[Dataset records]

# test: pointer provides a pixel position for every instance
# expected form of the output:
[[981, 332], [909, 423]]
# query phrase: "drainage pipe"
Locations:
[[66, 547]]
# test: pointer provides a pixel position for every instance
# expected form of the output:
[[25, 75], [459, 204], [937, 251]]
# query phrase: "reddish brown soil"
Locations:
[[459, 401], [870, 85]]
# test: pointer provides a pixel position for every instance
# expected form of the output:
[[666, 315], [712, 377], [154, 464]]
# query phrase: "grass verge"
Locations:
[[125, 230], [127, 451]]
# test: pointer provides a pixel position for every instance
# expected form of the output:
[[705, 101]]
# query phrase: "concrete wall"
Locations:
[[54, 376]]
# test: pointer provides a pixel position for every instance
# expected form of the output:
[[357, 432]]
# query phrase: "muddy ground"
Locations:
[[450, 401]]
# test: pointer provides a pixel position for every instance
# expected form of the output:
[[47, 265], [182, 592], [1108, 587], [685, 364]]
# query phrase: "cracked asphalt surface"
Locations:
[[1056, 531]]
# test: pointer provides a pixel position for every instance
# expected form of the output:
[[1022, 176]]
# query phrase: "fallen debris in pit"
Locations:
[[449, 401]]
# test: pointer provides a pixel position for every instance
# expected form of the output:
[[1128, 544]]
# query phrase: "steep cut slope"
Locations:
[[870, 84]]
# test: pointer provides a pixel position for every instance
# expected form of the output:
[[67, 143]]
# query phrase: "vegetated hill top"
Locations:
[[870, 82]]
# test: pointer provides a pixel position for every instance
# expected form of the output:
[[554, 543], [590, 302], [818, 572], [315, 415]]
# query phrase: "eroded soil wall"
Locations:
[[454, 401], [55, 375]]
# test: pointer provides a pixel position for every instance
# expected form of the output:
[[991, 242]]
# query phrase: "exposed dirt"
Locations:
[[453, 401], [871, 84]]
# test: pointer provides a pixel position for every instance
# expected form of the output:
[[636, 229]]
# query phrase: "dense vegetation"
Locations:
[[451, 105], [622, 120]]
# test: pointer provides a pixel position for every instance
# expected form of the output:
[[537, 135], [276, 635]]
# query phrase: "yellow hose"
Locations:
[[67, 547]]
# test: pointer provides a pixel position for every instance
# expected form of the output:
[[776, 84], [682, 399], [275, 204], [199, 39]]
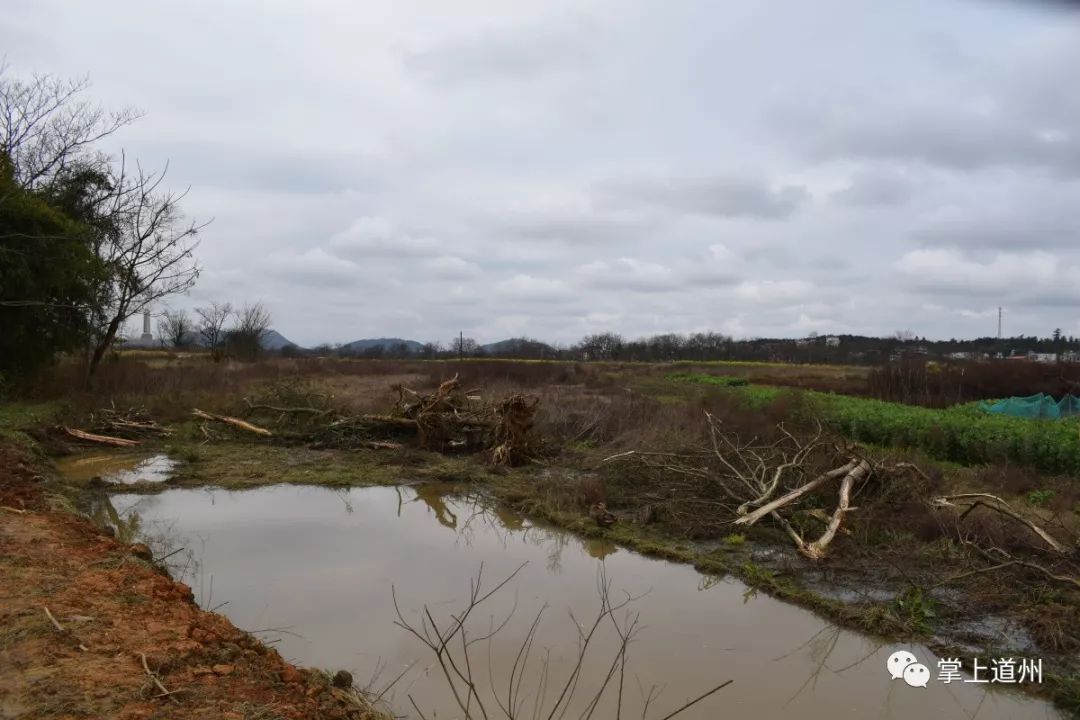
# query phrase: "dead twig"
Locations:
[[787, 499], [1002, 507], [64, 630], [164, 692], [235, 422], [102, 439]]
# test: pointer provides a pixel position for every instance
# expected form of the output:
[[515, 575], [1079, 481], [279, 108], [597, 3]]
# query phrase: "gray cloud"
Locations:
[[568, 167], [503, 53], [875, 188], [724, 197]]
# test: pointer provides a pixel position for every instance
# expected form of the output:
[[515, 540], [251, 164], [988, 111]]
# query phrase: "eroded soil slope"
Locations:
[[115, 609]]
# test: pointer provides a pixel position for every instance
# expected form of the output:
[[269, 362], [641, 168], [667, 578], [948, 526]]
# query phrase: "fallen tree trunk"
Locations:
[[815, 551], [102, 439], [976, 499], [798, 492], [235, 422]]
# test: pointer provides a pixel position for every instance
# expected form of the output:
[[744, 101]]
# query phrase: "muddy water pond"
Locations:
[[315, 572], [117, 467]]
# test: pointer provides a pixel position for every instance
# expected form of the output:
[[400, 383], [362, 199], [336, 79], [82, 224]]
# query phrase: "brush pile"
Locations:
[[446, 420], [130, 423]]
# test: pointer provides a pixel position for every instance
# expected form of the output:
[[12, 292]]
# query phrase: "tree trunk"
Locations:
[[102, 347]]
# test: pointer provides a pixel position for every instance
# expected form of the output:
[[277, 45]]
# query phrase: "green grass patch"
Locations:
[[720, 380], [961, 434]]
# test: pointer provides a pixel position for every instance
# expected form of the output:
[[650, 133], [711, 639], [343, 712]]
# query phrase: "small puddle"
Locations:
[[318, 566], [117, 467]]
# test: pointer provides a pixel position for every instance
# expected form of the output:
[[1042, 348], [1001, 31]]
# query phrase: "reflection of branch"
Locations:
[[451, 644]]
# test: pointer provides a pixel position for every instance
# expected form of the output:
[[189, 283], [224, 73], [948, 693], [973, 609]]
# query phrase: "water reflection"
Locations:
[[117, 467], [322, 564]]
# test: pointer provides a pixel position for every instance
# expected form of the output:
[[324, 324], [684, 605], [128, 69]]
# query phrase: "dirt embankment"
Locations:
[[119, 634]]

# [Short task]
Render the listing from its first line through the line containing "[[54, 376]]" as a JSON list of strings, one string per line, leaving out any blank lines.

# [Response]
[
  "# test: pointer provides a pixel position for every instance",
  "# expected form of the output:",
  "[[981, 332], [909, 423]]",
  "# query phrase: \"drainage pipe\"",
  "Locations:",
  "[[66, 547]]",
  "# test: pointer provides a pixel position for every instance",
  "# expected form of the output:",
  "[[25, 75], [459, 204], [937, 251]]",
  "# query phrase: \"reddish brown soil\"",
  "Locations:",
  "[[459, 401], [870, 85]]",
  "# test: pointer provides a pixel position for every instance",
  "# expected form of the output:",
  "[[666, 315], [712, 377], [154, 464]]",
  "# query phrase: \"grass verge\"",
  "Locations:",
  "[[125, 230], [127, 451]]",
  "# test: pointer provides a pixel position for every instance",
  "# expected form of the output:",
  "[[705, 101]]",
  "# query phrase: \"concrete wall\"",
  "Locations:",
  "[[54, 376]]"
]